_TEXT EXCERPT:_
********************

= Juan Gil de Zamora =

Castilian Franciscan friar and prolific writer

Two historiated initials S and Q from a late 13th-century manuscript showing Juan Gil writing his Liber de preconiis Hyspanie (top) and presenting it to Sancho IV (bottom).

Juan Gil de Zamora (c. 1240 – c. 1320), known in Latin as Aegidius Zamorensis, was a Castilian Franciscan friar and prolific writer of the literary circle around Alfonso X. He wrote hagiography, history, music theory, natural science, poetry and sermons.

==Life==
Juan was born in Zamora. His exact birth year is unknown, but is thought to be early as the 1220s on the basis of Gil González Dávila's claim that he served as a secretary to Ferdinand III. It has also been placed towards 1230. It was most likely around 1240, with the year 1241 having been proposed. This latter date is arrived at on the basis that Juan was a deacon and thus 25 years old when he wrote the Vita Isidori Agricolae in 1266, but his authorship of this biography of Isidore the Laborer is doubtful.

Nothing is known of Juans family or of his life before he entered the Franciscan order around 1269–1270 in the custodia of Zamora. He studied for a short period at the University of Salamanca before spending at least four years at the University of Paris, where he studied under Bonaventure and Godfrey of Fontaines. In 1276 or 1277, he obtained a Master of Theology degree at Paris. Some uncertainty attends his education. His university years have been placed as early as the late 1240s if a birth year towards 1230 be accepted. He may also have studied at the University of Siena. By 1278, he had returned to Zamora as a lecturer in theology and custodian (custos) of the custodia.

********************

_DATASET EXCERPTS:_
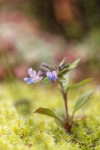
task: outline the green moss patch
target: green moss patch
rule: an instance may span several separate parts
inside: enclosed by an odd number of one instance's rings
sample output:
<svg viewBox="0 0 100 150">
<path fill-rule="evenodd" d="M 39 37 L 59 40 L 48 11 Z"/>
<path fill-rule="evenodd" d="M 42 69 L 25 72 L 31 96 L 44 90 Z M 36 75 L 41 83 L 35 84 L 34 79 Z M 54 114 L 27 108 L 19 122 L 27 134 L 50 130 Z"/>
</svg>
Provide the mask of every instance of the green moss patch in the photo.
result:
<svg viewBox="0 0 100 150">
<path fill-rule="evenodd" d="M 84 109 L 88 117 L 73 126 L 69 135 L 53 118 L 33 114 L 41 106 L 55 110 L 59 116 L 63 115 L 63 100 L 54 87 L 1 84 L 0 150 L 99 150 L 99 92 L 95 92 L 89 107 Z M 76 91 L 72 91 L 69 94 L 70 113 L 75 97 Z M 82 114 L 83 111 L 78 113 Z"/>
</svg>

********************

_WHAT THIS TASK INVOLVES:_ According to the Juan Gil de Zamora text, in what year did he obtain his Master of Theology degree at Paris?

_SOLUTION:_ He obtained it in 1276 or 1277.